--- Start ---

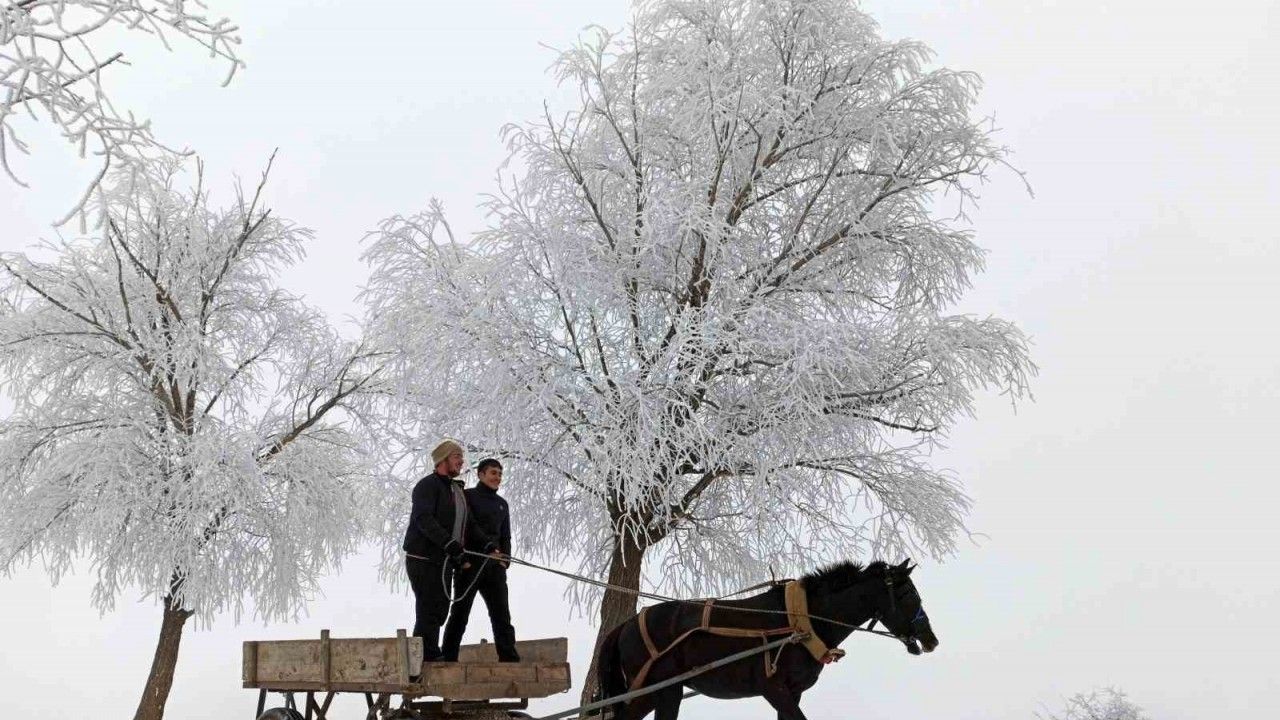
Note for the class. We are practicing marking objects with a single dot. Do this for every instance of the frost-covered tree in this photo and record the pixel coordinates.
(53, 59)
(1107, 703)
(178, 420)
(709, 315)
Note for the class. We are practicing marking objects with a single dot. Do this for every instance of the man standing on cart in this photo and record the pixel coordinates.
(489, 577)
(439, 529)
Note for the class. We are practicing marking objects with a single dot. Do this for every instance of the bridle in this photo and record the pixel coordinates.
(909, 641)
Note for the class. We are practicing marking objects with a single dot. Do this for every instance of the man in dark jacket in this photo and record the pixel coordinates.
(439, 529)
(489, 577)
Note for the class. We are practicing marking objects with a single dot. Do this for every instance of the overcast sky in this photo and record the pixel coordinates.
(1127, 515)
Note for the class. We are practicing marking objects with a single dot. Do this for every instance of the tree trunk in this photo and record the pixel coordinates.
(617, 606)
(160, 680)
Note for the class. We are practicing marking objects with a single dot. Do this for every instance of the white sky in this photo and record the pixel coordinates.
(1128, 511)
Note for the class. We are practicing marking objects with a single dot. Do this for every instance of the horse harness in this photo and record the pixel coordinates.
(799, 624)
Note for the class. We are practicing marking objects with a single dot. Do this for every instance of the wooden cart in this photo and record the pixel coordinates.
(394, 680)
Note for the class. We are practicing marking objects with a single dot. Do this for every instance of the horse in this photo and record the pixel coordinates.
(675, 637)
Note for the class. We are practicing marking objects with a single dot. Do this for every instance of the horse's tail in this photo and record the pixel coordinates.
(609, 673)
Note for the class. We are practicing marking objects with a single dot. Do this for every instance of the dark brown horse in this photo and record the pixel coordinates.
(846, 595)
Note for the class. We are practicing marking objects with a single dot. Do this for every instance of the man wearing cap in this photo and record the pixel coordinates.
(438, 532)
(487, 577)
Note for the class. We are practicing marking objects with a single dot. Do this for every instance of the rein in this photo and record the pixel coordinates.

--- End ---

* **Stated exercise**: Please revise all the items above so that "single dot" becomes "single point" and nothing else changes. Leave the pictures out of your version.

* **Complete answer**:
Note for the class. We are practicing marking objects with a single point. Do this for every instance of the frost-covered tree in this photo and record the pixel coordinates.
(53, 59)
(1107, 703)
(178, 420)
(709, 315)
Note for the class. We are practicing marking objects with a single point. Do this for every instance of the man standing on cart in this photo and record the pixel coordinates.
(489, 577)
(439, 529)
Note for the class. We are practicing marking objects with a single point. Do this for every instance of the bridle in this photo and record the pixel coordinates.
(909, 641)
Note for the class. We are practicing marking objects with a single point. Do this for every instance of the man in dark jacket in this photo and record the pixel coordinates.
(439, 529)
(489, 577)
Note for the class. We are practicing marking objects with a single point. Do this for every instance of the overcast sky in this photo and record the pixel coordinates.
(1127, 515)
Note for the class. We are practicing marking objects with a single point. Do this for every instance of the tree trunk in this photo and record the pixel coordinates.
(617, 606)
(160, 680)
Note for the class. We are practicing marking objects with a single point. Do this for every instance of the white sky in this photo and record the pixel coordinates.
(1128, 511)
Note for the class. We are practicing marking objects with a single point. Do this for every instance of the horse harness in this photo and record the pixel coordinates.
(799, 624)
Note for the class. We are practicing marking objects with a single point. Do this for every instance of the wooden cart in this photo and record the pixel coordinates.
(394, 680)
Note for the class. We are practicing marking objects with a single point. Do this for every instance of the horse in this photo and record the pixel coordinates.
(675, 637)
Note for the class. We are practicing marking objects with a single point. Do this for every instance of the horse's tail in this photo and record the pixel coordinates.
(609, 673)
Note for the class. We are practicing marking objects with a single point. Do this for every instance of the dark brown horse in this photo and record the pixel coordinates.
(846, 595)
Note for the class. We are practicing marking objects with a single point. Do this for every instance of the man wearing cap in this photo and record the pixel coordinates.
(438, 532)
(487, 577)
Note for the class. We are practicing marking objects with a single point. Do this for every instance of the rein in this photo and record the pixel coordinates.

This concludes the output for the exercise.